• _TEXT SEGMENT_

[GitHub] [incubator-uniffle] advancedxy commented on a diff in pull request #424: [Improvement] Avoid selecting storage which has reached the high watermark

GitBox Thu, 15 Dec 2022 04:12:32 -0800


advancedxy commented on code in PR #424:
URL: https://github.com/apache/incubator-uniffle/pull/424#discussion_r1049510529



##########
server/src/main/java/org/apache/uniffle/server/ShuffleServerGrpcService.java:
##########
@@ -571,10 +574,11 @@ public void 
getLocalShuffleIndex(GetLocalShuffleIndexRequest request,
     String requestInfo = "appId[" + appId + "], shuffleId[" + shuffleId + "], 
partitionId["
         + partitionId + "]";
 
-    shuffleServer.getStorageManager()
-        .selectStorage(new ShuffleDataReadEvent(appId, shuffleId, partitionId))
-        .updateReadMetrics(new StorageReadMetrics(appId, shuffleId));
-
+    Storage storage = shuffleServer.getStorageManager()

• _TASK INSTRUCTIONS_
Carry on the pull request #424 code review diff, starting right after its last line.

• _DATA SECTION_

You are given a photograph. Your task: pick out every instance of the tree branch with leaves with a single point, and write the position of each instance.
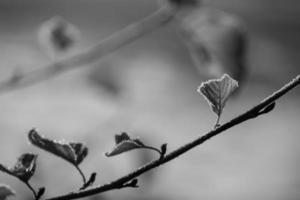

• _EXERCISE RESULT_
+        .selectStorage(new ShuffleDataReadEvent(appId, shuffleId, 
partitionId));
+    if (storage != null) {
+      storage.updateReadMetrics(new StorageReadMetrics(appId, shuffleId));

Review Comment:
   Not related to this PR. But it occurred to me that it's not necessary to 
create `new StorageReadMetrics` every local shuffle read. It may put a bit more 
gc pressure here.
   
   Could you create a new issue to address this problem?



##########
server/src/main/java/org/apache/uniffle/server/storage/LocalStorageManager.java:
##########
@@ -139,32 +140,60 @@ public class LocalStorageManager extends 
SingleStorageManager {
 
   @Override
   public Storage selectStorage(ShuffleDataFlushEvent event) {
-    LocalStorage storage = 
localStorages.get(ShuffleStorageUtils.getStorageIndex(
-        localStorages.size(),
-        event.getAppId(),
-        event.getShuffleId(),
-        event.getStartPartition()));
-    if (storage.containsWriteHandler(event.getAppId(), event.getShuffleId(), 
event.getStartPartition())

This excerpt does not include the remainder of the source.